EXERCISE AIM: Search term "face": please copy every line of the records below that contains it.

SUPPLIED RECORDS START

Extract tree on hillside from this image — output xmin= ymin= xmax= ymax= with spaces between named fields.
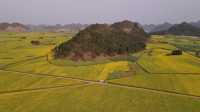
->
xmin=54 ymin=20 xmax=149 ymax=60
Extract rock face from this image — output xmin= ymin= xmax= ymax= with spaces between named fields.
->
xmin=0 ymin=23 xmax=28 ymax=32
xmin=54 ymin=20 xmax=149 ymax=60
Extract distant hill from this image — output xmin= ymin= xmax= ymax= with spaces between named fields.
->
xmin=54 ymin=20 xmax=149 ymax=60
xmin=27 ymin=24 xmax=88 ymax=33
xmin=0 ymin=23 xmax=28 ymax=32
xmin=190 ymin=20 xmax=200 ymax=28
xmin=142 ymin=24 xmax=156 ymax=33
xmin=151 ymin=22 xmax=173 ymax=33
xmin=143 ymin=22 xmax=172 ymax=33
xmin=151 ymin=22 xmax=200 ymax=36
xmin=143 ymin=20 xmax=200 ymax=34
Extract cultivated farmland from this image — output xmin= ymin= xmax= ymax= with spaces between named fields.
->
xmin=0 ymin=33 xmax=200 ymax=112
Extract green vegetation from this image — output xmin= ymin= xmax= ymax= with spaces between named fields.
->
xmin=0 ymin=70 xmax=81 ymax=92
xmin=0 ymin=33 xmax=200 ymax=112
xmin=138 ymin=49 xmax=200 ymax=73
xmin=151 ymin=22 xmax=200 ymax=36
xmin=1 ymin=84 xmax=200 ymax=112
xmin=54 ymin=21 xmax=149 ymax=60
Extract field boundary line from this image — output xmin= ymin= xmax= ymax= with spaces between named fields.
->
xmin=135 ymin=62 xmax=200 ymax=75
xmin=0 ymin=55 xmax=46 ymax=69
xmin=0 ymin=82 xmax=91 ymax=95
xmin=1 ymin=69 xmax=200 ymax=99
xmin=46 ymin=54 xmax=134 ymax=67
xmin=135 ymin=48 xmax=200 ymax=75
xmin=107 ymin=82 xmax=200 ymax=99
xmin=0 ymin=40 xmax=18 ymax=43
xmin=0 ymin=69 xmax=100 ymax=83
xmin=185 ymin=51 xmax=200 ymax=59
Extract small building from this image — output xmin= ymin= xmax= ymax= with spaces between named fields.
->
xmin=99 ymin=80 xmax=106 ymax=83
xmin=171 ymin=49 xmax=183 ymax=55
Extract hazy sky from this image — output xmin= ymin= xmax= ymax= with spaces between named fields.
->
xmin=0 ymin=0 xmax=200 ymax=25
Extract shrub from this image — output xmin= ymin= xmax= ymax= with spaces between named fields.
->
xmin=196 ymin=51 xmax=200 ymax=57
xmin=31 ymin=40 xmax=40 ymax=45
xmin=171 ymin=50 xmax=183 ymax=55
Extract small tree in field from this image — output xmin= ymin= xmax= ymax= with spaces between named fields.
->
xmin=171 ymin=49 xmax=183 ymax=55
xmin=196 ymin=51 xmax=200 ymax=57
xmin=31 ymin=40 xmax=40 ymax=45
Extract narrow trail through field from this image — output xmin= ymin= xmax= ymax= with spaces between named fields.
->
xmin=0 ymin=82 xmax=90 ymax=95
xmin=1 ymin=69 xmax=200 ymax=100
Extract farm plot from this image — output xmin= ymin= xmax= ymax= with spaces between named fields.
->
xmin=152 ymin=35 xmax=200 ymax=55
xmin=1 ymin=33 xmax=200 ymax=112
xmin=4 ymin=56 xmax=130 ymax=81
xmin=0 ymin=84 xmax=200 ymax=112
xmin=109 ymin=36 xmax=200 ymax=97
xmin=0 ymin=33 xmax=66 ymax=67
xmin=110 ymin=63 xmax=200 ymax=96
xmin=138 ymin=48 xmax=200 ymax=74
xmin=0 ymin=70 xmax=82 ymax=93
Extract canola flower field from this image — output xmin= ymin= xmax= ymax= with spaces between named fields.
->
xmin=0 ymin=33 xmax=200 ymax=112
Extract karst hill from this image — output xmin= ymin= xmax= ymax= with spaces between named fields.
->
xmin=54 ymin=20 xmax=149 ymax=60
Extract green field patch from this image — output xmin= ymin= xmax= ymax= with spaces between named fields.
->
xmin=0 ymin=32 xmax=69 ymax=67
xmin=0 ymin=46 xmax=53 ymax=67
xmin=107 ymin=71 xmax=134 ymax=80
xmin=0 ymin=70 xmax=81 ymax=92
xmin=48 ymin=53 xmax=137 ymax=67
xmin=98 ymin=61 xmax=130 ymax=80
xmin=7 ymin=57 xmax=128 ymax=80
xmin=110 ymin=62 xmax=200 ymax=96
xmin=138 ymin=48 xmax=200 ymax=73
xmin=49 ymin=57 xmax=112 ymax=67
xmin=110 ymin=74 xmax=200 ymax=97
xmin=152 ymin=35 xmax=200 ymax=52
xmin=4 ymin=57 xmax=106 ymax=80
xmin=1 ymin=33 xmax=200 ymax=112
xmin=147 ymin=43 xmax=177 ymax=50
xmin=5 ymin=56 xmax=131 ymax=81
xmin=0 ymin=84 xmax=200 ymax=112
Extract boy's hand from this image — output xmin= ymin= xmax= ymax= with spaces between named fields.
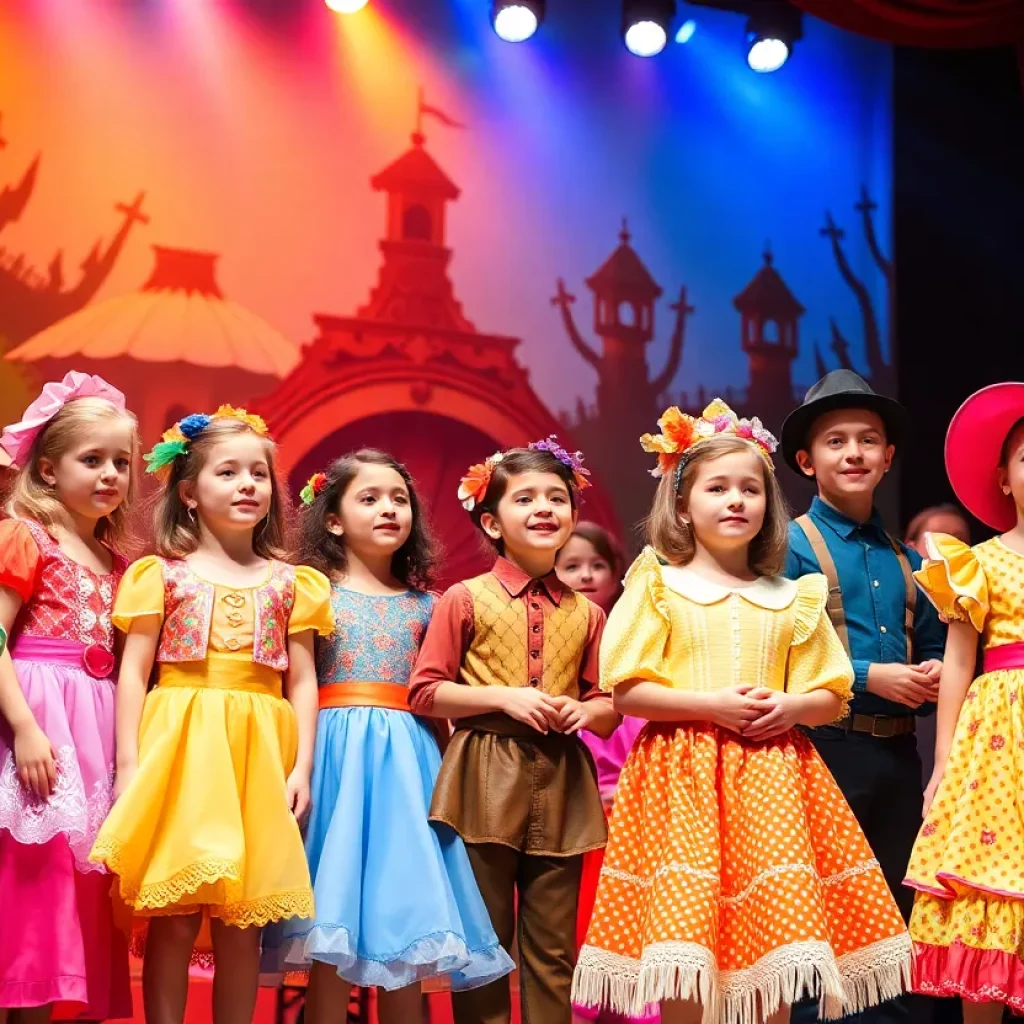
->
xmin=546 ymin=695 xmax=593 ymax=735
xmin=866 ymin=663 xmax=937 ymax=708
xmin=501 ymin=688 xmax=561 ymax=733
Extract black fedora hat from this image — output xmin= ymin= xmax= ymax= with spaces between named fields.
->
xmin=780 ymin=369 xmax=910 ymax=474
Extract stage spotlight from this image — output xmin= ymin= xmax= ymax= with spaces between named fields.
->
xmin=622 ymin=1 xmax=676 ymax=57
xmin=675 ymin=19 xmax=697 ymax=44
xmin=325 ymin=0 xmax=369 ymax=12
xmin=492 ymin=1 xmax=545 ymax=43
xmin=746 ymin=2 xmax=802 ymax=72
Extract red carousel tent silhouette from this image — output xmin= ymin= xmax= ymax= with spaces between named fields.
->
xmin=258 ymin=123 xmax=619 ymax=587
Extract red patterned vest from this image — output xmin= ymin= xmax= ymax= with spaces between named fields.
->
xmin=155 ymin=558 xmax=296 ymax=672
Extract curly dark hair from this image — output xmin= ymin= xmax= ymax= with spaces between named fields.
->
xmin=297 ymin=448 xmax=439 ymax=590
xmin=469 ymin=447 xmax=579 ymax=556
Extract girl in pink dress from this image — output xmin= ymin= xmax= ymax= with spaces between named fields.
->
xmin=557 ymin=524 xmax=657 ymax=1024
xmin=0 ymin=372 xmax=138 ymax=1022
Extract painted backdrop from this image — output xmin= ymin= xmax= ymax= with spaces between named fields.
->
xmin=0 ymin=0 xmax=893 ymax=582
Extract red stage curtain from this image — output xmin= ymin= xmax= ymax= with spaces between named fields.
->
xmin=791 ymin=0 xmax=1024 ymax=86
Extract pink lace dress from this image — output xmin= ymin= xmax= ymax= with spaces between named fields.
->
xmin=0 ymin=518 xmax=131 ymax=1018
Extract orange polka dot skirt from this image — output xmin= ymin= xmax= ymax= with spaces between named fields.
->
xmin=572 ymin=724 xmax=911 ymax=1024
xmin=905 ymin=669 xmax=1024 ymax=1011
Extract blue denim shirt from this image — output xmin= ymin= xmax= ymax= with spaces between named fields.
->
xmin=785 ymin=497 xmax=946 ymax=718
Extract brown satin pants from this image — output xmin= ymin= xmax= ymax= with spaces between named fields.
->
xmin=452 ymin=843 xmax=583 ymax=1024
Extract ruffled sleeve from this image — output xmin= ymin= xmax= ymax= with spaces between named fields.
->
xmin=914 ymin=532 xmax=988 ymax=633
xmin=600 ymin=547 xmax=674 ymax=692
xmin=786 ymin=574 xmax=854 ymax=720
xmin=289 ymin=566 xmax=334 ymax=637
xmin=112 ymin=556 xmax=166 ymax=633
xmin=0 ymin=519 xmax=41 ymax=603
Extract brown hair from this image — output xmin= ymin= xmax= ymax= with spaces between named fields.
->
xmin=999 ymin=417 xmax=1024 ymax=469
xmin=7 ymin=397 xmax=140 ymax=550
xmin=557 ymin=521 xmax=625 ymax=579
xmin=905 ymin=503 xmax=969 ymax=545
xmin=152 ymin=418 xmax=289 ymax=560
xmin=297 ymin=448 xmax=440 ymax=590
xmin=470 ymin=447 xmax=579 ymax=555
xmin=645 ymin=435 xmax=789 ymax=576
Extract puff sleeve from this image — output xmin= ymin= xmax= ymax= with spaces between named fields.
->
xmin=112 ymin=556 xmax=166 ymax=633
xmin=600 ymin=548 xmax=674 ymax=692
xmin=289 ymin=566 xmax=334 ymax=637
xmin=0 ymin=520 xmax=41 ymax=603
xmin=786 ymin=574 xmax=854 ymax=720
xmin=914 ymin=532 xmax=988 ymax=633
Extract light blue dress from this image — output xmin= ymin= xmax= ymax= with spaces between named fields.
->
xmin=279 ymin=587 xmax=514 ymax=991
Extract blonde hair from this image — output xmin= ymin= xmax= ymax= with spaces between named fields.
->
xmin=152 ymin=417 xmax=290 ymax=560
xmin=7 ymin=397 xmax=140 ymax=549
xmin=645 ymin=434 xmax=790 ymax=576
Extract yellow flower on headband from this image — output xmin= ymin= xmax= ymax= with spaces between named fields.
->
xmin=213 ymin=405 xmax=269 ymax=437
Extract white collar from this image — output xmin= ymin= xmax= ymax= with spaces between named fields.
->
xmin=659 ymin=563 xmax=798 ymax=610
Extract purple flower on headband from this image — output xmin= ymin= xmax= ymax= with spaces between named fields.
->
xmin=529 ymin=435 xmax=591 ymax=491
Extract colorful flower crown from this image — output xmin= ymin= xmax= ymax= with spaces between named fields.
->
xmin=640 ymin=400 xmax=778 ymax=484
xmin=300 ymin=471 xmax=329 ymax=506
xmin=144 ymin=405 xmax=270 ymax=479
xmin=457 ymin=436 xmax=591 ymax=512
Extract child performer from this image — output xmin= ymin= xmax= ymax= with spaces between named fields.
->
xmin=89 ymin=407 xmax=333 ymax=1024
xmin=905 ymin=383 xmax=1024 ymax=1020
xmin=558 ymin=523 xmax=658 ymax=1024
xmin=0 ymin=372 xmax=137 ymax=1023
xmin=781 ymin=372 xmax=945 ymax=972
xmin=573 ymin=401 xmax=911 ymax=1024
xmin=279 ymin=450 xmax=513 ymax=1024
xmin=409 ymin=438 xmax=619 ymax=1024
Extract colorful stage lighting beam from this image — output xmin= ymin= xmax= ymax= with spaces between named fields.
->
xmin=491 ymin=1 xmax=545 ymax=43
xmin=622 ymin=1 xmax=676 ymax=58
xmin=325 ymin=0 xmax=370 ymax=12
xmin=746 ymin=2 xmax=802 ymax=72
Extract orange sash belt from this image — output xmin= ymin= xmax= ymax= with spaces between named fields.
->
xmin=318 ymin=682 xmax=410 ymax=711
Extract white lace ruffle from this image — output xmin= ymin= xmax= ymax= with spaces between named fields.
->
xmin=280 ymin=925 xmax=514 ymax=992
xmin=0 ymin=744 xmax=113 ymax=873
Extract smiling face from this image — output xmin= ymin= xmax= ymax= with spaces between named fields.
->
xmin=480 ymin=470 xmax=576 ymax=561
xmin=327 ymin=461 xmax=413 ymax=559
xmin=682 ymin=448 xmax=768 ymax=555
xmin=797 ymin=408 xmax=893 ymax=502
xmin=38 ymin=417 xmax=134 ymax=523
xmin=184 ymin=433 xmax=273 ymax=534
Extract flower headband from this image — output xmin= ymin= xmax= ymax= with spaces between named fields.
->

SUPPLIED RECORDS END

TASK ANSWER:
Extract rock face from this image — output xmin= ymin= xmax= ymax= with spaces between named fields.
Extract smiling face from this image — output xmin= ymin= xmax= ymax= with spaces between named fields.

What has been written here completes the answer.